PROBLEM TO SOLVE:
Repeat the listing in full, exactly as it stands.

START

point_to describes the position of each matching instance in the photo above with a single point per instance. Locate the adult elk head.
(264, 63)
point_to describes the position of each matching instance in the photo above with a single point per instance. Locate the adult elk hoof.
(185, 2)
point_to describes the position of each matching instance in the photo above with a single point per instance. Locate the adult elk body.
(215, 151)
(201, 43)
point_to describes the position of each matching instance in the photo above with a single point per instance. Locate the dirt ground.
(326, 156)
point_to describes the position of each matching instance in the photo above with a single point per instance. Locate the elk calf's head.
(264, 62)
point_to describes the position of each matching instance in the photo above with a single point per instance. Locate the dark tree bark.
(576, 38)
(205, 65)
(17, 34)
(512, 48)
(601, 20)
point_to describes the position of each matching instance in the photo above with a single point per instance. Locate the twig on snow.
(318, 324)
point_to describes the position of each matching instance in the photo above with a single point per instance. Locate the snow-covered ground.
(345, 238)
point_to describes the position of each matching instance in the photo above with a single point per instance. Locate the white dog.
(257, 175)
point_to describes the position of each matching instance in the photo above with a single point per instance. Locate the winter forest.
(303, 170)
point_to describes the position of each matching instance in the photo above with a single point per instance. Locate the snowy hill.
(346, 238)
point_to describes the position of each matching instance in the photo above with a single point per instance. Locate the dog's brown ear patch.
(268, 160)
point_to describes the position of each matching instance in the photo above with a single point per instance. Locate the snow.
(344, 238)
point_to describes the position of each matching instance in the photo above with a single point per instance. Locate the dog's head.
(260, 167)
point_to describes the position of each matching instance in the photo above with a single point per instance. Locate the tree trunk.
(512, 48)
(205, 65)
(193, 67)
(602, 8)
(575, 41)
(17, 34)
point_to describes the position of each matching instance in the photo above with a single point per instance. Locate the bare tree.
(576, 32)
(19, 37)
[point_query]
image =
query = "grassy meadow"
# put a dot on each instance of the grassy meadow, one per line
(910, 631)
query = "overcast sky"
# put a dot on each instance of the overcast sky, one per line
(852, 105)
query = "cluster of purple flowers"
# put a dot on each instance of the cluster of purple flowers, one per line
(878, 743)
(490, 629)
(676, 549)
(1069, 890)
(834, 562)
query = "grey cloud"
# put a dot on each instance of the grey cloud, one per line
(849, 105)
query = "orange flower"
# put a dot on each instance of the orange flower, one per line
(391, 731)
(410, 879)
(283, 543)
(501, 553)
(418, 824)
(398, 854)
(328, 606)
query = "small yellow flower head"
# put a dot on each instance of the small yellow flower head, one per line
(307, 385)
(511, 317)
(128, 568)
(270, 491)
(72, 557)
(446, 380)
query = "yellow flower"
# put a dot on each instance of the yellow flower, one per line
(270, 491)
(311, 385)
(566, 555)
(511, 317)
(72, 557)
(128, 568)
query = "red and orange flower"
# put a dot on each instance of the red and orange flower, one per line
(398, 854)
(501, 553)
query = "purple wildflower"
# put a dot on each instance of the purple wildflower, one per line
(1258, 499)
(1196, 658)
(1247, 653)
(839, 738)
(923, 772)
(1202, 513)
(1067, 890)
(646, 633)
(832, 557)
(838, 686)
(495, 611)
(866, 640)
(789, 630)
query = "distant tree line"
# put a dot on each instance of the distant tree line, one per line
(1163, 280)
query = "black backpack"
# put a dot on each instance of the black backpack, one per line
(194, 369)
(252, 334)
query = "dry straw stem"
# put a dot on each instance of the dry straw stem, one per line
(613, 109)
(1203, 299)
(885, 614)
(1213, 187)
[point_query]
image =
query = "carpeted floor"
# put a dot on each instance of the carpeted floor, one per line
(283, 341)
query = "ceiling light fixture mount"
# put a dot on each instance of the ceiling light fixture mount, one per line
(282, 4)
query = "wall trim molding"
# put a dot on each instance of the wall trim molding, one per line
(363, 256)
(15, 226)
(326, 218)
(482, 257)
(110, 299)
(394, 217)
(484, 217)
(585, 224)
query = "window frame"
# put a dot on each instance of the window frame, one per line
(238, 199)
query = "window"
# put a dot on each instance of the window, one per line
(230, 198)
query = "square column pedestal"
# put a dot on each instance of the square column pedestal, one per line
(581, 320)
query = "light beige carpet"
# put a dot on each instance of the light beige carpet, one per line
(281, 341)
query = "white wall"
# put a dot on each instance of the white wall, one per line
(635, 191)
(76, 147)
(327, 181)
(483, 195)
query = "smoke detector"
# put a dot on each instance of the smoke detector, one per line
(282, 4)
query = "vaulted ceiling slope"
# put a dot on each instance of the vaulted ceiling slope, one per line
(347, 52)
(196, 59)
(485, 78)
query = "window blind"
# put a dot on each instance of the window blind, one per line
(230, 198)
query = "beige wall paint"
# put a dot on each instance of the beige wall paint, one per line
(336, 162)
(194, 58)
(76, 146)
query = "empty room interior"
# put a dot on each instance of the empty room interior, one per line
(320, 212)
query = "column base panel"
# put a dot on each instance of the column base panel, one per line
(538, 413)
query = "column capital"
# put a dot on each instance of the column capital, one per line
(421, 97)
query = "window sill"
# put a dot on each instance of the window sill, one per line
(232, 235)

END

WRITTEN RESPONSE:
point_to describes the position of each matching instance in the photo above with a single point per instance. Locate the adult elk head.
(264, 63)
point_to describes the position of each matching instance in the photo above with a single point per instance. Locate the adult elk hoof.
(185, 2)
point_to describes the position of each matching instance in the photo above with a single point per instance. Locate the adult elk body.
(215, 151)
(201, 43)
point_to describes the position of each matching instance in the photo above with a single point per instance. Locate the dirt ground.
(326, 156)
point_to describes the position of each matching instance in the photo above with a single point per instance. Locate the elk calf's head.
(264, 62)
point_to describes the position of each matching instance in the photo above with a single point per instance. Locate the dark tree bark.
(576, 38)
(205, 65)
(17, 34)
(512, 48)
(601, 20)
point_to describes the position of each matching instance in the photo above with a single point per instance. Locate the twig on snow.
(318, 324)
point_to describes the position of each matching instance in the photo above with a single point per instance. Locate the snow-covered ground.
(345, 238)
point_to describes the position of each matching instance in the photo above with a single point per instance. Locate the white dog.
(257, 175)
point_to describes the position of each matching instance in the photo above with a single point per instance. Locate the winter forest.
(303, 170)
point_to describes the position of each matching instance in the photo above with a single point per instance. Locate the snowy hill.
(346, 238)
point_to describes the position of each matching instance in the photo above with a single point per instance. Locate the dog's brown ear patch.
(268, 160)
point_to describes the position of each matching instance in the photo above with a single point per instance. Locate the snow.
(344, 238)
point_to describes the position of each matching instance in the photo above with a single point per instance. Locate the dog's head.
(260, 167)
point_to describes the position of each matching instance in the photo above with a single point per instance. Locate the tree trunk.
(512, 48)
(205, 65)
(193, 67)
(602, 8)
(575, 41)
(17, 34)
point_to describes the position of each matching instance in the photo above with a single point per instance. Locate the bare tree.
(576, 32)
(19, 37)
[point_query]
image =
query = "grassy meadow"
# put a dot on each instance of the grassy meadow, one per line
(910, 631)
query = "overcast sky"
# put a dot on each instance of the overcast sky, one per line
(852, 105)
query = "cluster of purple flowers"
# put a dot on each instance of the cluster of purple flowers, one per line
(878, 743)
(490, 629)
(676, 549)
(1069, 890)
(834, 562)
query = "grey cloud"
# put a dot on each instance of the grey cloud, one per line
(849, 105)
query = "orange flower"
# put a dot on each instance of the orange flower, one per line
(391, 731)
(410, 879)
(283, 543)
(501, 553)
(418, 824)
(398, 854)
(328, 606)
query = "small yellow flower head"
# put a dot on each instance of the small yellow flower head, one per line
(307, 385)
(511, 317)
(128, 568)
(270, 491)
(72, 557)
(446, 380)
query = "yellow flower"
# put a dot on each instance of the yellow flower, one per line
(270, 491)
(311, 385)
(566, 555)
(511, 317)
(72, 557)
(128, 568)
query = "red and orange flower"
# put a dot on each instance of the red and orange flower, one per line
(398, 854)
(501, 553)
query = "purple wildflower"
# put a dot on each instance of the purple wildflower, one per line
(1258, 499)
(1196, 658)
(1247, 653)
(839, 738)
(923, 772)
(1202, 513)
(1067, 890)
(646, 633)
(832, 557)
(838, 686)
(495, 611)
(866, 640)
(789, 630)
query = "distant tree line"
# put a dot on each instance of the distant tree line, one per line
(1163, 280)
query = "black backpack"
# put a dot on each instance of the black backpack, one per line
(194, 369)
(252, 334)
query = "dry straw stem"
# put a dot on each instance of the dry straw stem, one per line
(613, 109)
(1203, 299)
(885, 614)
(1213, 187)
[point_query]
image =
query = "carpeted floor"
# put a dot on each instance of the carpeted floor, one per line
(283, 341)
query = "ceiling light fixture mount"
# put a dot on each instance of the ceiling light fixture mount, one per line
(282, 4)
query = "wall trim molding"
# put a dot on each instance of the wall trim molding, one per line
(363, 256)
(15, 226)
(326, 218)
(482, 257)
(110, 299)
(394, 217)
(484, 217)
(585, 224)
query = "window frame"
# put a dot on each instance of the window frame, one per line
(238, 199)
query = "window"
# put a dot on each instance of the window, one per line
(230, 198)
query = "square column pedestal"
# put a dot on each instance of the square column pedestal, one per line
(581, 320)
query = "light beige carpet"
# put a dot on each instance of the light beige carpet, one per line
(281, 341)
query = "white wall"
# put a dot on each instance of the white wall, one per line
(635, 191)
(76, 147)
(327, 181)
(483, 195)
query = "smoke detector"
# put a dot on each instance of the smoke detector, one per line
(282, 4)
query = "vaulted ceiling slope"
# put a dot on each instance of the vaulted ceiling slope, one per line
(347, 52)
(196, 59)
(485, 78)
query = "window blind"
# put a dot on each instance of the window blind, one per line
(230, 198)
query = "beige wall paint"
# put a dot on each instance of the beige wall paint, one per line
(336, 162)
(194, 58)
(76, 146)
query = "empty room interior"
# put a dot on each instance of the empty room interior, one per line
(320, 212)
query = "column base panel"
# put a dot on each instance of the column base panel, one per line
(538, 413)
query = "column capital"
# put a dot on each instance of the column capital, one per line
(421, 97)
query = "window sill"
# put a dot on each instance of the window sill, one per line
(232, 235)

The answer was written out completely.